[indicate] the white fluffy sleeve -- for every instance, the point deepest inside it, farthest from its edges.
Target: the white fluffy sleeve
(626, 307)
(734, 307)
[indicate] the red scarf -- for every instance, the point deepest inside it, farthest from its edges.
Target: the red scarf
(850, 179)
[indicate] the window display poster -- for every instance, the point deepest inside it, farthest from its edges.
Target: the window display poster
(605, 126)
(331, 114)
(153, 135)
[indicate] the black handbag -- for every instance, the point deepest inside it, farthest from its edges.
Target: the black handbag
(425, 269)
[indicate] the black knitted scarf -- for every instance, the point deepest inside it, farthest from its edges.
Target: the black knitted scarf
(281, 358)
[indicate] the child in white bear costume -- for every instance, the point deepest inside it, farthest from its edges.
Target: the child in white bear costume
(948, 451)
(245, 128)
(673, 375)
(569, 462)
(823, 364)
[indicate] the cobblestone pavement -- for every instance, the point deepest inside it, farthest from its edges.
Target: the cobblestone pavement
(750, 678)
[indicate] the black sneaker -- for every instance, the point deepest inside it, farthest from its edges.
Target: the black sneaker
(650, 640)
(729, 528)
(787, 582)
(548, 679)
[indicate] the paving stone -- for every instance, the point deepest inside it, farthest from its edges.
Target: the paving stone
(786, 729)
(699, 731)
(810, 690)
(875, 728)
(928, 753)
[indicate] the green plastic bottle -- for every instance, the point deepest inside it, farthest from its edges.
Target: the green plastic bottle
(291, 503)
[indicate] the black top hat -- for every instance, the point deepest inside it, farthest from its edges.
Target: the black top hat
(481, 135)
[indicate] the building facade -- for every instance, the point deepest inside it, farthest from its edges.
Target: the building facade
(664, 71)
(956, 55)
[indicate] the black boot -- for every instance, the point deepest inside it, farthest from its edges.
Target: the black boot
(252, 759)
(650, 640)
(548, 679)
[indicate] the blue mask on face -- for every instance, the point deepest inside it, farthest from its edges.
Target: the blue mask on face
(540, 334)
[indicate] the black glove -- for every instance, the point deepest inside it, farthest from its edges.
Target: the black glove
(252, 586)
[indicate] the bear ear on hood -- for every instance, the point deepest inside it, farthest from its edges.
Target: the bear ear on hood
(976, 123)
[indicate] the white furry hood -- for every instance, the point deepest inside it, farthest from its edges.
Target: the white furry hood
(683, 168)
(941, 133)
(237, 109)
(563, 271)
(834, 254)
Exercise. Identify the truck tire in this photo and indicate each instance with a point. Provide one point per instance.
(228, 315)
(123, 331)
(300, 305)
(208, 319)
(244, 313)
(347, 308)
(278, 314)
=-=-=-=-=
Aim
Convert every line of the listing above into a JSON array of strings, one string per line, omitting any blank lines.

Solution for this task
[
  "[indicate] the white fluffy sleeve -- for every instance, the point deepest inside it, farthest from its edges.",
  "Target: the white fluffy sleeve",
  "(626, 307)",
  "(734, 307)",
  "[indicate] the red scarf -- for every instance, the point deepest inside it, farthest from its edges.",
  "Target: the red scarf",
  "(850, 179)",
  "[indicate] the window display poster -- for every instance, the point deepest inside it, farthest from its edges.",
  "Target: the window display poster",
  "(605, 126)",
  "(331, 114)",
  "(153, 135)",
  "[indicate] the black handbag -- for every instance, the point deepest inside it, farthest from its edges.",
  "Target: the black handbag",
  "(425, 269)",
  "[indicate] the black knitted scarf -- for every instance, the point deepest inside it, farthest from its edges.",
  "Target: the black knitted scarf",
  "(281, 358)",
  "[indicate] the child in white bear costume -- for every instance, the point deepest inside it, farthest from its edges.",
  "Target: the child in white bear costume",
  "(948, 451)",
  "(245, 128)",
  "(673, 375)",
  "(569, 462)",
  "(823, 364)",
  "[indicate] the cobblestone pavement -- for every instance, the point deepest inside it, farthest from its edges.",
  "Target: the cobblestone pavement",
  "(750, 678)",
  "[indicate] the black sneaker -- for every instance, the point deepest inside it, farthest from its edges.",
  "Target: the black sneaker",
  "(650, 640)",
  "(729, 528)",
  "(787, 582)",
  "(548, 679)",
  "[indicate] the paving stone -- for every instance, the point deepest inside it, farthest from its edges.",
  "Target: the paving stone",
  "(786, 729)",
  "(699, 731)",
  "(810, 690)",
  "(875, 728)",
  "(928, 753)",
  "[indicate] the green plastic bottle -- for every instance, the point deepest inside it, farthest from its edges.",
  "Target: the green plastic bottle",
  "(291, 503)",
  "[indicate] the black top hat -- for every instance, the point deepest inside it, farthest from its edges.",
  "Target: the black top hat",
  "(481, 135)",
  "[indicate] the building facade -- for every instance, the point deepest inside it, farthest from its edges.",
  "Target: the building facade",
  "(664, 71)",
  "(956, 55)",
  "[indicate] the black boot -- for every instance, the point deepest inside it, farthest from its edges.",
  "Target: the black boot",
  "(252, 759)",
  "(650, 640)",
  "(548, 679)",
  "[indicate] the blue mask on face -- for every instance, the point deepest inside it, farthest from its edges.",
  "Target: the blue mask on face",
  "(540, 334)",
  "[indicate] the black glove -- for every instance, the point deepest inside it, farthest from its edges.",
  "Target: the black glove",
  "(252, 586)",
  "[indicate] the bear ear on hood -- for every instance, the point deepest inside it, farthest from its edges.",
  "Target: the bear ear on hood",
  "(976, 123)",
  "[indicate] the white furry hood -- for every instance, the point deepest inside it, farthest from its edges.",
  "Target: the white furry hood",
  "(683, 168)",
  "(941, 133)",
  "(237, 109)",
  "(563, 271)",
  "(834, 254)",
  "Exercise. Identify the truck tire in this photo and indicate each instance with a point. Provide one point per instance.",
  "(228, 315)",
  "(123, 331)",
  "(300, 305)",
  "(208, 319)",
  "(244, 313)",
  "(347, 308)",
  "(278, 314)"
]